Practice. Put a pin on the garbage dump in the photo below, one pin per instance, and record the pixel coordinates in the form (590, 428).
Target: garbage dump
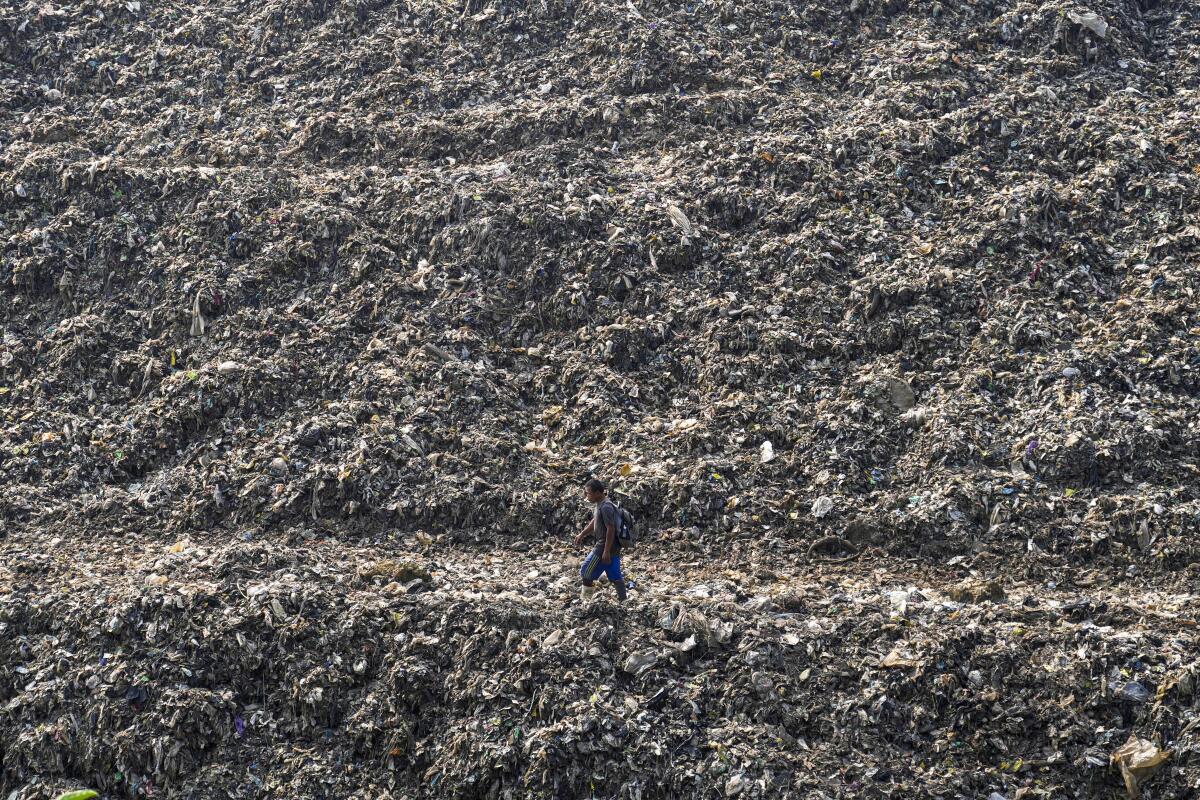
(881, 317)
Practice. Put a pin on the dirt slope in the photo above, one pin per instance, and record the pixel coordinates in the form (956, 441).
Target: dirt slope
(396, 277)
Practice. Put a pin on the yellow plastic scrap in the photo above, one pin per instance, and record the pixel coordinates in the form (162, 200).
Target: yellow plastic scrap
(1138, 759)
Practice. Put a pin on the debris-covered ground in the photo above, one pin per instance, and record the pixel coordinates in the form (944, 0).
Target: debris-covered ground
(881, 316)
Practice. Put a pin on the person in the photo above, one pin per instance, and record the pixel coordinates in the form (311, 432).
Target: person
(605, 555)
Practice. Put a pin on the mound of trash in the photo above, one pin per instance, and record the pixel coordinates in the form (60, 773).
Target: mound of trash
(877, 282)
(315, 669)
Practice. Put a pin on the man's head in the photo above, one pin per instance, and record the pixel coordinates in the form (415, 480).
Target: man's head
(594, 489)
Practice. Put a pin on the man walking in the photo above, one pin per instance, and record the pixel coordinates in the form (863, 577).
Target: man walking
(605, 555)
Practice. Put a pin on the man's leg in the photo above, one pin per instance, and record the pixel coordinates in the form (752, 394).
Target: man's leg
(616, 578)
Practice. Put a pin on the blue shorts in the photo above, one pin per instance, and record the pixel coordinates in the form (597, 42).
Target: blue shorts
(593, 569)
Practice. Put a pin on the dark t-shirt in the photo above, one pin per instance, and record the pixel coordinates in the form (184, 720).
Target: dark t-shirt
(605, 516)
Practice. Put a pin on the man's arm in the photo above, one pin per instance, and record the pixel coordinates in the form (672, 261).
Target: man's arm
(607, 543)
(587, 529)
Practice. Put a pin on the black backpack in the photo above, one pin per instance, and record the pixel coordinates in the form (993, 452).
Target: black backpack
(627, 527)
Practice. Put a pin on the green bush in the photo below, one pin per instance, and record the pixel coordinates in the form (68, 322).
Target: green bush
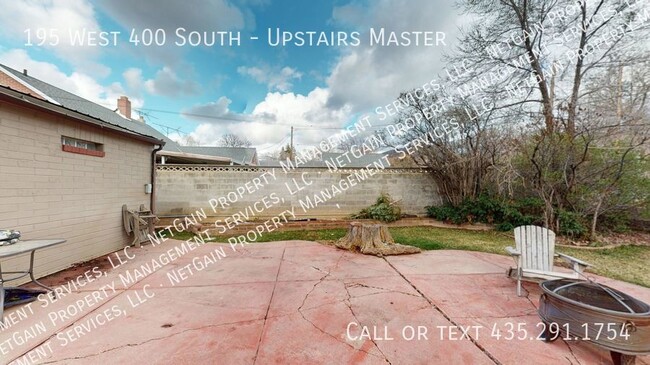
...
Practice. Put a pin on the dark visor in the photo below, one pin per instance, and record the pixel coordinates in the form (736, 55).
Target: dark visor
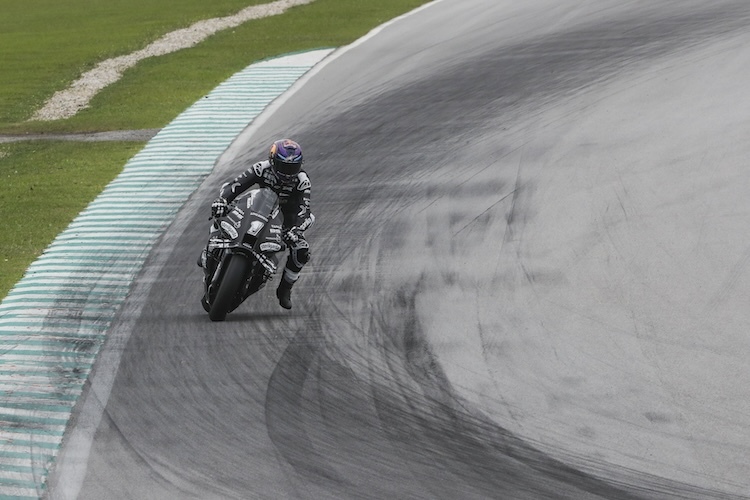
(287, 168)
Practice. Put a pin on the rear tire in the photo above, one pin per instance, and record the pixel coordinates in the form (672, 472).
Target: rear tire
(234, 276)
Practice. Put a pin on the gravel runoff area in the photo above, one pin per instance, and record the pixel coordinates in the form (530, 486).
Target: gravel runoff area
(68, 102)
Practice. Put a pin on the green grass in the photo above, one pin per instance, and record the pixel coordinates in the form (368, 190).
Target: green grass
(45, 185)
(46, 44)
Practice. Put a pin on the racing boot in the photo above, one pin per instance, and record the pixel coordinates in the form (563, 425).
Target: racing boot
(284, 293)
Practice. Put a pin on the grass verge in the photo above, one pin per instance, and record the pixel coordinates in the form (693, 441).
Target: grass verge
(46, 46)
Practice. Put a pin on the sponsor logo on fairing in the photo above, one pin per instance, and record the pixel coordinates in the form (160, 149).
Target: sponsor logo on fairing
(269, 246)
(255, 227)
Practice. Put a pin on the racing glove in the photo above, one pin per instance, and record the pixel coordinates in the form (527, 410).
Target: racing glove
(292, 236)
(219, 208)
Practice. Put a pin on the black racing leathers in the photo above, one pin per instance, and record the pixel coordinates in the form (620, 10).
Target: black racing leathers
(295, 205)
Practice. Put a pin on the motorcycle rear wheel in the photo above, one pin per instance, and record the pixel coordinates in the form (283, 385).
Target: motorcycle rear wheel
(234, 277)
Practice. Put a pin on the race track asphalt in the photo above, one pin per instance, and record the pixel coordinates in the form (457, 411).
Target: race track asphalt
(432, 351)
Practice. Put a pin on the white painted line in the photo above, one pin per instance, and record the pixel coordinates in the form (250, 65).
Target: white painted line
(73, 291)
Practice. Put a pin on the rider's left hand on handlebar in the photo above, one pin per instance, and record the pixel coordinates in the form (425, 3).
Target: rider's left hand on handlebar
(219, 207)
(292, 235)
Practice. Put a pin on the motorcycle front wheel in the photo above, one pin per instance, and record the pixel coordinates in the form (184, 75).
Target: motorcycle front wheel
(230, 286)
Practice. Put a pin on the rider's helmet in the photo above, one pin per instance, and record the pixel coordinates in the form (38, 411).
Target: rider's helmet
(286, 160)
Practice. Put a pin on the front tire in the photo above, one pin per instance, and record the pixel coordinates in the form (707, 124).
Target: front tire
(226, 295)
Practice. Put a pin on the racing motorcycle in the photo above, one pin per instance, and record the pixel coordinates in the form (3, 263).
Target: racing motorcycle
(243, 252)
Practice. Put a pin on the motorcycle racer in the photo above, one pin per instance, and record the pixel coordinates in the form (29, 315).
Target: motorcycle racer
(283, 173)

## [EXERCISE PROMPT]
Your answer should consist only of the lines above between the line holding "Practice. Put a pin on the rear" and the line holding "Practice. Put a pin on the black racing", inclusive, each transcribed exactly.

## [RESPONSE AREA]
Practice. Put a pin on the rear tire in the photo above, one pin per instance, and record the pixel coordinates in the form (672, 472).
Target: rear tire
(234, 276)
Practice. Put a pin on the gravel runoff area in the photo above, one pin per instance, and record the pixel coordinates in the form (530, 486).
Target: gravel runoff area
(68, 102)
Practice. Put a pin on the green grass in the photo above, one pin per instance, and record the pixel coordinates in the form (368, 190).
Target: green grass
(45, 185)
(46, 44)
Practice. Put a pin on the racing boot in the photo above, one pin per instance, and record the pixel coordinates in the form (563, 425).
Target: racing boot
(284, 293)
Practice. Put a pin on the grass verge in the photo above, one pin per instance, and record the pixel coordinates in the form (693, 441).
Target: grass verge
(46, 46)
Practice. Put a pin on the sponsor logo on fairing in the photo above, one pin per instance, and record the pixel coordinates in the form (160, 149).
Target: sponsor logo on fairing
(269, 246)
(255, 227)
Practice. Put a pin on the racing glove in the photo above, one pin per instance, and record the pixel coordinates in the form (527, 410).
Target: racing glove
(292, 236)
(219, 208)
Practice. Put a pin on the black racing leathers in the photo above, one pin per instance, and record the pixel coordinates in the form (620, 10).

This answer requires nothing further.